Transcribe, word for word, the line containing "Expected: one point per instance of the woman's" and each line following it through the end of the listing below. Omit all other lines.

(Stored items)
(begin)

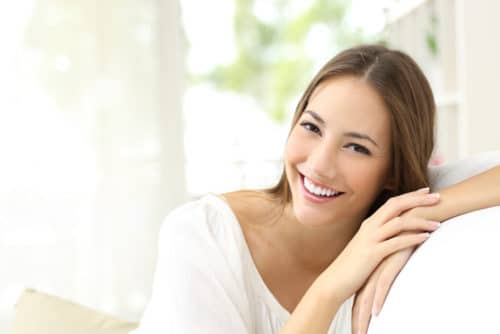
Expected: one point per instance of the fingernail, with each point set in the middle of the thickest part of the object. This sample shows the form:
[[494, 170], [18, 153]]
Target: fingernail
[[423, 190]]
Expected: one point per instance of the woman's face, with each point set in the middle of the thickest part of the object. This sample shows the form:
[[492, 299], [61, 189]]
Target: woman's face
[[337, 157]]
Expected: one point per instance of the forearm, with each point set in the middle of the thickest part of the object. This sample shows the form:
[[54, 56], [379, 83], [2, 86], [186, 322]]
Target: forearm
[[478, 192], [315, 311]]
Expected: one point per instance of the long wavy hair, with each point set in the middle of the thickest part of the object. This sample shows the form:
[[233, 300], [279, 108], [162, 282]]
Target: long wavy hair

(end)

Expected answer
Expected: one point per instance of the woman's face, with each point set in the middle of the thickest part of the object. This sample shows the form:
[[492, 299], [61, 189]]
Target: woman's face
[[337, 157]]
Expected: one point per instance of the forearm, with each point set in the middle of the thickest part of the object. This sample shows the form:
[[54, 56], [379, 83], [2, 86], [186, 322]]
Target: forearm
[[478, 192], [315, 311]]
Expected: one point per instance of the long wavy hair, with each point set in the middle of the thickest part of the object. This sample shows the form:
[[233, 300], [279, 108], [162, 282]]
Target: long wavy hair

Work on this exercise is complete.